* Records from a data source *

-=-=-=-=-

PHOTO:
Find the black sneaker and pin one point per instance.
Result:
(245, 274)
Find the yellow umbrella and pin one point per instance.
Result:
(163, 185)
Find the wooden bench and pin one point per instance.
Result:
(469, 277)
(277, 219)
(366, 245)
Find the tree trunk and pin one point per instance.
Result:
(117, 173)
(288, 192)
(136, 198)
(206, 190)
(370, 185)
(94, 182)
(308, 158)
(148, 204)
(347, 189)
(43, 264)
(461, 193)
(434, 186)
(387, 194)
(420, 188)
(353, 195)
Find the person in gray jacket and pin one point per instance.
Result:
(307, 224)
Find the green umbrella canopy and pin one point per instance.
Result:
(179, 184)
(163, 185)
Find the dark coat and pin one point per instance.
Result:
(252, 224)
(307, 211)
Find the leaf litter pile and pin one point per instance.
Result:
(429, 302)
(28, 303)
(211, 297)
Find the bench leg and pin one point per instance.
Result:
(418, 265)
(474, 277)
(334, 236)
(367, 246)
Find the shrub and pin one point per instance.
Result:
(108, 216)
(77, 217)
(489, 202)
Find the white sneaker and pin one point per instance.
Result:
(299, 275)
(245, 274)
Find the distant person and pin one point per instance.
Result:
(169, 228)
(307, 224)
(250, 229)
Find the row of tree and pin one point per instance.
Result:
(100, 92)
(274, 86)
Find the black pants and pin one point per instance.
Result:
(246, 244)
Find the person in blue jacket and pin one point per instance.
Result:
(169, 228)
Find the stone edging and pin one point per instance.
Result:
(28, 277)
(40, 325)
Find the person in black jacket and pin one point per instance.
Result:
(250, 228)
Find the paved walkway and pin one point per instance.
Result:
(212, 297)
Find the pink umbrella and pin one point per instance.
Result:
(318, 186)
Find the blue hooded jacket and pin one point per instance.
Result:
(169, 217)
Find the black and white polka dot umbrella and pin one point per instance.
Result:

-=-=-=-=-

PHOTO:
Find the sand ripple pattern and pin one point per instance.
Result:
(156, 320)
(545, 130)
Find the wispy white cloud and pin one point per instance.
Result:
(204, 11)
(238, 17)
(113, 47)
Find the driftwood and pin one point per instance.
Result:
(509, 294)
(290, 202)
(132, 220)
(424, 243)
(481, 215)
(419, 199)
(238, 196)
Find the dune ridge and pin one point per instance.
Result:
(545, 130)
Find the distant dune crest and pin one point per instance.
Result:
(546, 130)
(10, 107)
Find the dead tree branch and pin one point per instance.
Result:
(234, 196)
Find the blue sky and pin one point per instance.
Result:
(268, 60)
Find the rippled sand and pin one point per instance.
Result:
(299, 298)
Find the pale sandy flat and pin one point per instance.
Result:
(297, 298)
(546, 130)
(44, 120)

-=-=-=-=-

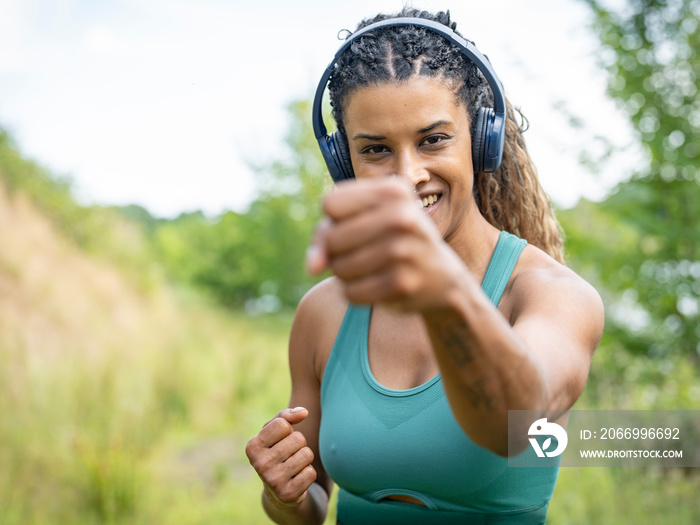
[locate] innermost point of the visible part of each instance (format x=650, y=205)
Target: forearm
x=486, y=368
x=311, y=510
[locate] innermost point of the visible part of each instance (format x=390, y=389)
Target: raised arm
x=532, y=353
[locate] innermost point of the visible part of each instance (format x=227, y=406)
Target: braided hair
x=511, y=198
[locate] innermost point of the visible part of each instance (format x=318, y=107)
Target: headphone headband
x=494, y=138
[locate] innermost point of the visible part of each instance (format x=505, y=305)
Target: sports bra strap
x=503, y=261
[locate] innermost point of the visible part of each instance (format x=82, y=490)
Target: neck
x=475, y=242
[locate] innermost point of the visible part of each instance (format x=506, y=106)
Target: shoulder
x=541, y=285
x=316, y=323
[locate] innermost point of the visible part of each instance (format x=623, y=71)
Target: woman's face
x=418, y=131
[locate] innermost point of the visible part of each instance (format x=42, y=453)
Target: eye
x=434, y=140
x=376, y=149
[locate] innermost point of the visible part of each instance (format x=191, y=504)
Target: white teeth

-=-=-=-=-

* Instructions to follow *
Which lines above include "distant"? Show each of them by copying it.

* Result for this task *
Find the distant person and pin one point per instance.
Find the distant dune crest and pin one point per instance.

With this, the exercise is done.